Exercise objective:
Each line in the entries that has the word "dark" has to be copied.

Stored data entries
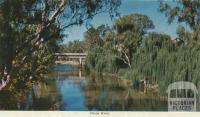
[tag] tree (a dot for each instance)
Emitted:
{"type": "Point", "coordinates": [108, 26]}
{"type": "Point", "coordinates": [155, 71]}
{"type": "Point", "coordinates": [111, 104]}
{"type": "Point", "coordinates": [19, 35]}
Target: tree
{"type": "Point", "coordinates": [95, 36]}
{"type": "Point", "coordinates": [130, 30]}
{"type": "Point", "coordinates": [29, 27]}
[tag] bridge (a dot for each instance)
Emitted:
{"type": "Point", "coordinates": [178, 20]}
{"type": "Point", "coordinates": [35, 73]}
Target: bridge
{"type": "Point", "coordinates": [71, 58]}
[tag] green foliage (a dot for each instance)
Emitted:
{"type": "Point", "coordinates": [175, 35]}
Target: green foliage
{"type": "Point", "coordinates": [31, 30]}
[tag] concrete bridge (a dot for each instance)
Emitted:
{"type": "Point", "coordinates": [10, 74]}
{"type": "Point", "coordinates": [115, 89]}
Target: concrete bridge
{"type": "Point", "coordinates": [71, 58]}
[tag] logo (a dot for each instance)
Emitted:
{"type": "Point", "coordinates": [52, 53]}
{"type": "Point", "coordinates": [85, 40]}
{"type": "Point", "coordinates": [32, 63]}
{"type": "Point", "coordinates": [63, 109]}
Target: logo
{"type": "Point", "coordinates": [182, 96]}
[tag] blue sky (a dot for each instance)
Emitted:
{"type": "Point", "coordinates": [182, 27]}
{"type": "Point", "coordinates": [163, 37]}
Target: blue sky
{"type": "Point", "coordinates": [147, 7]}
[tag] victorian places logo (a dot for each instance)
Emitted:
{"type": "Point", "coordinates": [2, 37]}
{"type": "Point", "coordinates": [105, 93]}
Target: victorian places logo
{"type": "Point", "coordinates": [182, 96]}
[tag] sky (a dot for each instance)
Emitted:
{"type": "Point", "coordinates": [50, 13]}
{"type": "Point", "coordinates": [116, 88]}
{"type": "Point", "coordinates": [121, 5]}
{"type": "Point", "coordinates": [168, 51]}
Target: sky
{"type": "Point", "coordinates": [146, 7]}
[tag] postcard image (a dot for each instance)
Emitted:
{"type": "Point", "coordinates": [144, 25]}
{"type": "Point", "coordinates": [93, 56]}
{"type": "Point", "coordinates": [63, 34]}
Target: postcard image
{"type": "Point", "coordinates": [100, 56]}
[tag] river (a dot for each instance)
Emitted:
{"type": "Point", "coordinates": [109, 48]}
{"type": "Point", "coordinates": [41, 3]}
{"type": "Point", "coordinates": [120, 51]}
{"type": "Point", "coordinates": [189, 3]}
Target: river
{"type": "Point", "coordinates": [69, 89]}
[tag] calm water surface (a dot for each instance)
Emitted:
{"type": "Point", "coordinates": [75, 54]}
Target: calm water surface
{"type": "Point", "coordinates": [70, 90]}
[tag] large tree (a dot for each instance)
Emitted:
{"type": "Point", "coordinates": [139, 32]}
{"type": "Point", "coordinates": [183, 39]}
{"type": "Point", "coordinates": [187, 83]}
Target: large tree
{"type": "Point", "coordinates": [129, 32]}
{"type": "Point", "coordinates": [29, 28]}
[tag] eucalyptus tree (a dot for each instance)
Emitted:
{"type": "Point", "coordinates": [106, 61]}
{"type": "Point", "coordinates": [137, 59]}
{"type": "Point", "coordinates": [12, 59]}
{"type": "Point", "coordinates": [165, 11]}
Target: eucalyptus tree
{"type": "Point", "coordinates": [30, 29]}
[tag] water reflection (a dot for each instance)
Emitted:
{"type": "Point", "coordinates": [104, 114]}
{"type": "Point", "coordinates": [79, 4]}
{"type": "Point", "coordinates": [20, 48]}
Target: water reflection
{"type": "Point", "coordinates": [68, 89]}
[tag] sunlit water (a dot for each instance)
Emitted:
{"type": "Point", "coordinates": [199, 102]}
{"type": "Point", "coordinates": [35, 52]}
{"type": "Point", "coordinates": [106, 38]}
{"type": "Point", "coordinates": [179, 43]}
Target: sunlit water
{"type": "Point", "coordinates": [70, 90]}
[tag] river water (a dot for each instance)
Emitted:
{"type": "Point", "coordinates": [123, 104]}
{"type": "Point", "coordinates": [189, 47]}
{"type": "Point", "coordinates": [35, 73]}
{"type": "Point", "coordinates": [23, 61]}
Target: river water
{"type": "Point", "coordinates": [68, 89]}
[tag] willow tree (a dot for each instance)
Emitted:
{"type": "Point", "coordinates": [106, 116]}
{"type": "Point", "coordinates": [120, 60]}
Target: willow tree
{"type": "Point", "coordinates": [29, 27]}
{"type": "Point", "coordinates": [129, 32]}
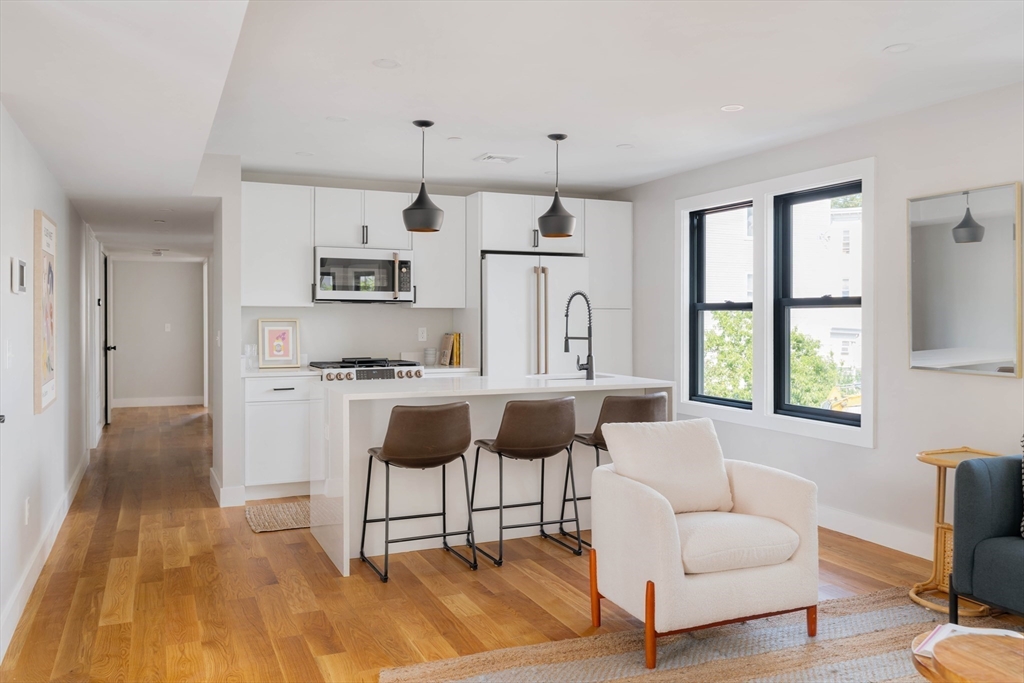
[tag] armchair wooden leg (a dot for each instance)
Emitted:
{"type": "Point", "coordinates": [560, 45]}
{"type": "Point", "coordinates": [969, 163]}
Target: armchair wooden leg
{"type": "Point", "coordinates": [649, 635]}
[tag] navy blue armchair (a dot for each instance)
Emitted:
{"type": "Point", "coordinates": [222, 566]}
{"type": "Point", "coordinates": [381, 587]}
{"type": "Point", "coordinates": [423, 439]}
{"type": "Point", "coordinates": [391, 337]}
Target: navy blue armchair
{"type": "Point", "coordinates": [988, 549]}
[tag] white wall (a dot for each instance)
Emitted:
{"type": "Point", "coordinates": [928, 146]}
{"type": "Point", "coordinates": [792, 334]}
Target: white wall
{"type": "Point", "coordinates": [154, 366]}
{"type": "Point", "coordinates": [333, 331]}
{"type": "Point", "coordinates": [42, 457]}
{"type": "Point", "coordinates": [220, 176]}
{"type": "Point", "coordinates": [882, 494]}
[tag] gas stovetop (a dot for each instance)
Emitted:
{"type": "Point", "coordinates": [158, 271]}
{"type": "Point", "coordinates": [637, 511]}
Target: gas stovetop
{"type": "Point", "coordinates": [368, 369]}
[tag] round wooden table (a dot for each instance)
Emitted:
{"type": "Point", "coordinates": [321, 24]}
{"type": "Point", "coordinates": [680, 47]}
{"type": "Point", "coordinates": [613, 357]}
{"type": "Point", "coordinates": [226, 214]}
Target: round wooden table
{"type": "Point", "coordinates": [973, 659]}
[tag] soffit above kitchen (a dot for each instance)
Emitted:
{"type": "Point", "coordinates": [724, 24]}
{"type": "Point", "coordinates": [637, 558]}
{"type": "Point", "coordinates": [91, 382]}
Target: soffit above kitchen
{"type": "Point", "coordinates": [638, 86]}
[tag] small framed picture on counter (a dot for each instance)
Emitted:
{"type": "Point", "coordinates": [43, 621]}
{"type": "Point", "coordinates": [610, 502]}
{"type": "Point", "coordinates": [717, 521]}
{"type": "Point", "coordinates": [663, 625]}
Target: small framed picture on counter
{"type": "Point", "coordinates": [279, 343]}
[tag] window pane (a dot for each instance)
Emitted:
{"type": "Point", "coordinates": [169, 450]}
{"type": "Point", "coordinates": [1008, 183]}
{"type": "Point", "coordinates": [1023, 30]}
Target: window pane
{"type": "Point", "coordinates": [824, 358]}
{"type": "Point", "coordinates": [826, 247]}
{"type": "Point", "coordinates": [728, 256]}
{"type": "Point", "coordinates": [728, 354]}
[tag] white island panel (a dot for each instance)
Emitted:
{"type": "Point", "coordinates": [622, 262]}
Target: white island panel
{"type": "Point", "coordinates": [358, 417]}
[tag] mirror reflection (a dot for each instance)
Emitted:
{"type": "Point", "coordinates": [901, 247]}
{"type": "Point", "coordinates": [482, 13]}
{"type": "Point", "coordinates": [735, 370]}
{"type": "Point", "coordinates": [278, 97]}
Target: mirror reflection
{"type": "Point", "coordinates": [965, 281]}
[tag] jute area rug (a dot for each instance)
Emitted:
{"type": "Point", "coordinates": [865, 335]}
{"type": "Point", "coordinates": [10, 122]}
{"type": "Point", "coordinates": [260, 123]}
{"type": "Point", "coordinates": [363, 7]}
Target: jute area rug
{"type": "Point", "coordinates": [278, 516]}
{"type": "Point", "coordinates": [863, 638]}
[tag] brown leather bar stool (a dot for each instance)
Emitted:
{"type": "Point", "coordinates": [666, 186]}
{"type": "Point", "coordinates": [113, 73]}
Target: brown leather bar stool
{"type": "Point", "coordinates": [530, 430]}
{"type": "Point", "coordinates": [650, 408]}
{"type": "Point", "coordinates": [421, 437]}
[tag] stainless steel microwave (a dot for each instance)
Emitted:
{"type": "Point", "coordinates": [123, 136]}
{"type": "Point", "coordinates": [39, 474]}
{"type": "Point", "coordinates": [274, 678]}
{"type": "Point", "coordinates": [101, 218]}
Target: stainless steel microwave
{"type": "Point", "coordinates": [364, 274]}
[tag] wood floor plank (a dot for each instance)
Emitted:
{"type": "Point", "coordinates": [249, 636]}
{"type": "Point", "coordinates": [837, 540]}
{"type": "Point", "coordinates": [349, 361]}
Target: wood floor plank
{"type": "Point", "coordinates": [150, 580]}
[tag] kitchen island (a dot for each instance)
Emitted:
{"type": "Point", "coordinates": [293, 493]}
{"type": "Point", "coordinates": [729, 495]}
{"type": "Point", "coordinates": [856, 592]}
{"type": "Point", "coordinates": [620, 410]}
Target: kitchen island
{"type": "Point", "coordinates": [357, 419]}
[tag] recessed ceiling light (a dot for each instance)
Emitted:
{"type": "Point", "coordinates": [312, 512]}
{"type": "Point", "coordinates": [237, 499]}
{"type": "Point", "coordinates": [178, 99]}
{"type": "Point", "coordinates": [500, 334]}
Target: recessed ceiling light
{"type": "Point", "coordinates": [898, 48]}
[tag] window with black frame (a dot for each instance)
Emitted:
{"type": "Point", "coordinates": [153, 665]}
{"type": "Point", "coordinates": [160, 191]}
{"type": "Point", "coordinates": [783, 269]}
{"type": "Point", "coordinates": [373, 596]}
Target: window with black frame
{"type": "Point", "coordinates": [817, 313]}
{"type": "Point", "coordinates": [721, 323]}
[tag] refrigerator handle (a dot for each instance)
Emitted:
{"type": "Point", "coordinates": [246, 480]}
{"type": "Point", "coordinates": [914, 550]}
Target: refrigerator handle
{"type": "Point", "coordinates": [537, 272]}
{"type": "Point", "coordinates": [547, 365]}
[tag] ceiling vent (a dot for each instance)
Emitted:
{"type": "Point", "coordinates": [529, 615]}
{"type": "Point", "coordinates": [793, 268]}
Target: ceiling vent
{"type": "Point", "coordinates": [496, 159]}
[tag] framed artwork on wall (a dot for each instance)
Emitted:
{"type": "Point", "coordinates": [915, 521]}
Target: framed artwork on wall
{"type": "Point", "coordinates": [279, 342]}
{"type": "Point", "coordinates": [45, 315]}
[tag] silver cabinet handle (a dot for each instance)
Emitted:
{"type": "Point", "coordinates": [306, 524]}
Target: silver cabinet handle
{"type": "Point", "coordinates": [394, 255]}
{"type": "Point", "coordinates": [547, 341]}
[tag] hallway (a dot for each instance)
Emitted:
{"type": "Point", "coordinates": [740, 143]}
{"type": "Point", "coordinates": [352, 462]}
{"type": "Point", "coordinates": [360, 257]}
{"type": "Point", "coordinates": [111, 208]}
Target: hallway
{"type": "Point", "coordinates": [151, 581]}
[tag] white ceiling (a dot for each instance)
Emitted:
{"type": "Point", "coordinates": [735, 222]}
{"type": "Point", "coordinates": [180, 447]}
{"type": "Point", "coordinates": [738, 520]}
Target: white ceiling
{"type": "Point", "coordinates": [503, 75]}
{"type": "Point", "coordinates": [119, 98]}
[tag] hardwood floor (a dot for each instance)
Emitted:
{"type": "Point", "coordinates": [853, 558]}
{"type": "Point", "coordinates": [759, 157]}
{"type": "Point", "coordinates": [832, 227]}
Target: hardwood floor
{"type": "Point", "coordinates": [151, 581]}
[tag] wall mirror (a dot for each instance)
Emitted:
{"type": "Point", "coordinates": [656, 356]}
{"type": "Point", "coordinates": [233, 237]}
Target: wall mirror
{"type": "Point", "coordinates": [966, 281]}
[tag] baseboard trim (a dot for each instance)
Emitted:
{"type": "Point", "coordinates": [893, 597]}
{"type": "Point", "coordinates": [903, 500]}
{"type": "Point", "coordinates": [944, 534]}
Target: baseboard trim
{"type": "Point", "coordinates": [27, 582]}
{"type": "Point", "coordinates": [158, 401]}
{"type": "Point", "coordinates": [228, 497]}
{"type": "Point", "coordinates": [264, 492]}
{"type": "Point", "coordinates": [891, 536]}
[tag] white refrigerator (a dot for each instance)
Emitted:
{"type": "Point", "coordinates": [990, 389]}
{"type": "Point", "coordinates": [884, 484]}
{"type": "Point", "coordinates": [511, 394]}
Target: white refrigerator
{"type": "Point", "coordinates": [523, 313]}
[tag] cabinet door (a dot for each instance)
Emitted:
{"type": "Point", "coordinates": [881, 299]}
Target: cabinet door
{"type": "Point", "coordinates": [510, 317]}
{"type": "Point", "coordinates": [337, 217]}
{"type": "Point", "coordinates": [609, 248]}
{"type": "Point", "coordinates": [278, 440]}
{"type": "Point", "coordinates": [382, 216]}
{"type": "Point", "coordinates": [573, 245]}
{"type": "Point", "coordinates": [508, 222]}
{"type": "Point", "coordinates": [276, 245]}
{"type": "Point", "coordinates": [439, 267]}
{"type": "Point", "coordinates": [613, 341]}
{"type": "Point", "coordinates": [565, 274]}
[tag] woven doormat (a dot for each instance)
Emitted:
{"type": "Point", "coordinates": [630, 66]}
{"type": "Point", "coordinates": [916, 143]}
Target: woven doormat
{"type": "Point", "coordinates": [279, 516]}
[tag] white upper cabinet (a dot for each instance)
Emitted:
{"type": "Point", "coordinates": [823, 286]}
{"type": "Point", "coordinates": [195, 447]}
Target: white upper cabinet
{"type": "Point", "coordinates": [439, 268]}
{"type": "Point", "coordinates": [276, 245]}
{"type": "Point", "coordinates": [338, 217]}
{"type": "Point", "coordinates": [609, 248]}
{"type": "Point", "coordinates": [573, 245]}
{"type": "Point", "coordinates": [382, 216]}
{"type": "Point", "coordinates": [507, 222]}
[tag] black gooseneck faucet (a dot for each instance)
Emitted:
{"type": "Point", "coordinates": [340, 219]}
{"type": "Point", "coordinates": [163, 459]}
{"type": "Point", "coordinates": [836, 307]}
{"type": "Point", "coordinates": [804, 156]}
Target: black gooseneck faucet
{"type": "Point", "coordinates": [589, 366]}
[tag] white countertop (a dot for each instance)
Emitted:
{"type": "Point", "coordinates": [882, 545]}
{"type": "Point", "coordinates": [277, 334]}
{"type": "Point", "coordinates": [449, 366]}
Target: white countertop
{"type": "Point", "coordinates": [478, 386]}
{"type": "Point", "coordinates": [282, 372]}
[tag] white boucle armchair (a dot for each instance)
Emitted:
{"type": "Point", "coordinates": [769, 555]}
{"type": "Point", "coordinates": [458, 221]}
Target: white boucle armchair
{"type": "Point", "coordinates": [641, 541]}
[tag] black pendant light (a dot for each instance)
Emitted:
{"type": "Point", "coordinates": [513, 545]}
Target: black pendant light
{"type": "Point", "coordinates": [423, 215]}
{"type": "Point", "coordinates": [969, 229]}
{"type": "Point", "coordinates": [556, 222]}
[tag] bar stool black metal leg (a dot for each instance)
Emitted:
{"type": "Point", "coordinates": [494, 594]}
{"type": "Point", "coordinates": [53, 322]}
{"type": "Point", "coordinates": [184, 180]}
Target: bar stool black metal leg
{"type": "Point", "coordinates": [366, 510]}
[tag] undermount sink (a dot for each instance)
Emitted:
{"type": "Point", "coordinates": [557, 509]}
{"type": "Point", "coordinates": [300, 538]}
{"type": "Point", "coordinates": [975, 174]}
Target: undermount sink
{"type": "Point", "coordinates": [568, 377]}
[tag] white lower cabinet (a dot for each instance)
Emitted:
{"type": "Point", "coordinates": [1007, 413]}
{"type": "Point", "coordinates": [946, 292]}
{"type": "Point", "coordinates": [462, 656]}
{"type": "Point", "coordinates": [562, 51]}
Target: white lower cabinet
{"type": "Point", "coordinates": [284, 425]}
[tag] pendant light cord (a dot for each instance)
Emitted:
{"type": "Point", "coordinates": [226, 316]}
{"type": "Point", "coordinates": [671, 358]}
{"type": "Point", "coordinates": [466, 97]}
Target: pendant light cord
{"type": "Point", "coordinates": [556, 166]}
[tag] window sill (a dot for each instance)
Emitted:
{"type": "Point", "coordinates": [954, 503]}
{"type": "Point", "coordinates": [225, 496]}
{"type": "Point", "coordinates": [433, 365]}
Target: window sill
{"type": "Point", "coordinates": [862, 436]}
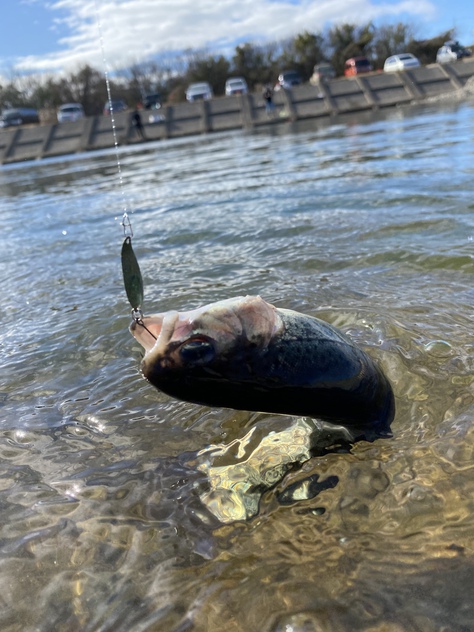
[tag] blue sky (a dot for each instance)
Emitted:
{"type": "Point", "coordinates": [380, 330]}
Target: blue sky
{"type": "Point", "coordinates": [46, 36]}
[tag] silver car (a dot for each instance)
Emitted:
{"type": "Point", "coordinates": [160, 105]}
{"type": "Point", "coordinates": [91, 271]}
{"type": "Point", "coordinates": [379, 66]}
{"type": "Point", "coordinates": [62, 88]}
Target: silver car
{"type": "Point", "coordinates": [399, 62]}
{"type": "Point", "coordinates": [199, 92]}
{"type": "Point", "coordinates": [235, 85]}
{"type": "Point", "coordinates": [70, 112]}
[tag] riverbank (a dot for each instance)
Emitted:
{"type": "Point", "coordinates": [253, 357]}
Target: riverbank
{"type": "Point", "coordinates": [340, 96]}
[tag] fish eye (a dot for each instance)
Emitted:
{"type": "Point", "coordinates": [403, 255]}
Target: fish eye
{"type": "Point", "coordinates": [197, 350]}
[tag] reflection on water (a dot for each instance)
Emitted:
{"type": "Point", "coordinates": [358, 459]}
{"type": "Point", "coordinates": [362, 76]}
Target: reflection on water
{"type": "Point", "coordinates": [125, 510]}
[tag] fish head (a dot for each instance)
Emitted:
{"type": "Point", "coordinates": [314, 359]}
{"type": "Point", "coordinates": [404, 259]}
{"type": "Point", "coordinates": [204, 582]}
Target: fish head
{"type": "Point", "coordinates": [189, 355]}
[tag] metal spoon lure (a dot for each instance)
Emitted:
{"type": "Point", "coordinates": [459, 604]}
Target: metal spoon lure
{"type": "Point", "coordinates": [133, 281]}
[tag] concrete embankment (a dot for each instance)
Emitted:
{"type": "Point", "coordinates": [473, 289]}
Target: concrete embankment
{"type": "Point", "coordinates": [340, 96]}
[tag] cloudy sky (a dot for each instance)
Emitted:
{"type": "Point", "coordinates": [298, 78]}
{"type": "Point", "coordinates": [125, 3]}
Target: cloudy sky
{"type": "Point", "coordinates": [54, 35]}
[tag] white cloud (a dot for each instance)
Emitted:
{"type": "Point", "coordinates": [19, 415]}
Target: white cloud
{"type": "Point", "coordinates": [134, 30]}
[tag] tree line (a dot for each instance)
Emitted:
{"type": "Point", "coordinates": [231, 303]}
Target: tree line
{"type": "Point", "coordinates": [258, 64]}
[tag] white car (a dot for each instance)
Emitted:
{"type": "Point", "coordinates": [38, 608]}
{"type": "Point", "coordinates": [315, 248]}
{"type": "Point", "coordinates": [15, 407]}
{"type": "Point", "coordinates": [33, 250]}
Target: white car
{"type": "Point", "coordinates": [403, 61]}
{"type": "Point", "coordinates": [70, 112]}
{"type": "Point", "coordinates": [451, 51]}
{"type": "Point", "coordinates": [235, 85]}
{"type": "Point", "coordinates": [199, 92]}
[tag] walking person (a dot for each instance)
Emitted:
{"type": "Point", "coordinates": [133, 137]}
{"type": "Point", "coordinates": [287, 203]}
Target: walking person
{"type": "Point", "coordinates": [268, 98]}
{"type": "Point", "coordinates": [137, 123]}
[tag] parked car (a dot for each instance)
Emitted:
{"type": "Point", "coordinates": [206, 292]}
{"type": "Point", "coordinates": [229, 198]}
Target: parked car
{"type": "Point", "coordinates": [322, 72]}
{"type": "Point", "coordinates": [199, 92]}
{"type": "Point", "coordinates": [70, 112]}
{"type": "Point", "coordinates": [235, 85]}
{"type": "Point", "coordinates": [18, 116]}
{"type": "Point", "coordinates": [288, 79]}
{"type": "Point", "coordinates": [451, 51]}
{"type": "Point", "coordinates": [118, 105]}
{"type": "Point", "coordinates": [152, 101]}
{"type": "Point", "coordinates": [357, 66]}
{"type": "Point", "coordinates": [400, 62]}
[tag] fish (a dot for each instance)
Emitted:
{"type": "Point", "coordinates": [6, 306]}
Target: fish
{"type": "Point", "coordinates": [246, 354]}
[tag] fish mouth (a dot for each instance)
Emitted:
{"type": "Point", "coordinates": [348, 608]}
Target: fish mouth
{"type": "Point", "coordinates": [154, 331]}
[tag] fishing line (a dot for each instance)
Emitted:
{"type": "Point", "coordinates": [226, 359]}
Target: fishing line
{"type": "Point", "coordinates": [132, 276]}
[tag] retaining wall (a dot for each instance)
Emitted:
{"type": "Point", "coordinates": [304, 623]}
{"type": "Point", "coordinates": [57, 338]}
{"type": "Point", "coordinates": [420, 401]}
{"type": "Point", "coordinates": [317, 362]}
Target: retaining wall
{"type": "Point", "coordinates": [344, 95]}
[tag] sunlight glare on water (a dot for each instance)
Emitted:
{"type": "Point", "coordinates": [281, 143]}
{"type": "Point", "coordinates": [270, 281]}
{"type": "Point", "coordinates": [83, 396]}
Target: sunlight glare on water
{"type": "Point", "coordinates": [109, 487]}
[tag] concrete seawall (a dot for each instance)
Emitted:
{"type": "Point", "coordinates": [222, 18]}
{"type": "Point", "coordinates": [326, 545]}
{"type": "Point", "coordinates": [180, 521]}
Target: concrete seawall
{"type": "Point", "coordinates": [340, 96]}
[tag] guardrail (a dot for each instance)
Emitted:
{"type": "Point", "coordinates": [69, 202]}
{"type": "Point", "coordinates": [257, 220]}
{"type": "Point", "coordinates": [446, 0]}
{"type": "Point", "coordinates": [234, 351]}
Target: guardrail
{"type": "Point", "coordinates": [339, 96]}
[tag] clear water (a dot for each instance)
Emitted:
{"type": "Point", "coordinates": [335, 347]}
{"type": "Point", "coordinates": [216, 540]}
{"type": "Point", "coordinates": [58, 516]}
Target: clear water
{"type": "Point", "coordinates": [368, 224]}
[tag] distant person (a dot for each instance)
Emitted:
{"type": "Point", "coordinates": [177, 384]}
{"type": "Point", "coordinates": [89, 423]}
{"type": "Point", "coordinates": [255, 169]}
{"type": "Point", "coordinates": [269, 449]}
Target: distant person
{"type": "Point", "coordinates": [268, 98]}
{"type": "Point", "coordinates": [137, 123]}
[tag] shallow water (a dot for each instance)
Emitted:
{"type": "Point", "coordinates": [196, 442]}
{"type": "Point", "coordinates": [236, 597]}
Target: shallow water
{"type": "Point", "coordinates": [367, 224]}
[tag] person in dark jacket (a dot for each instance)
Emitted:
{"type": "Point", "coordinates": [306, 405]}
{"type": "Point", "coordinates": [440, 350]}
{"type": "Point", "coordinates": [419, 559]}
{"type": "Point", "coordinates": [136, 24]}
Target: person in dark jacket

Solution to the problem:
[tag] person in dark jacket (a dot for each instance)
Target: person in dark jacket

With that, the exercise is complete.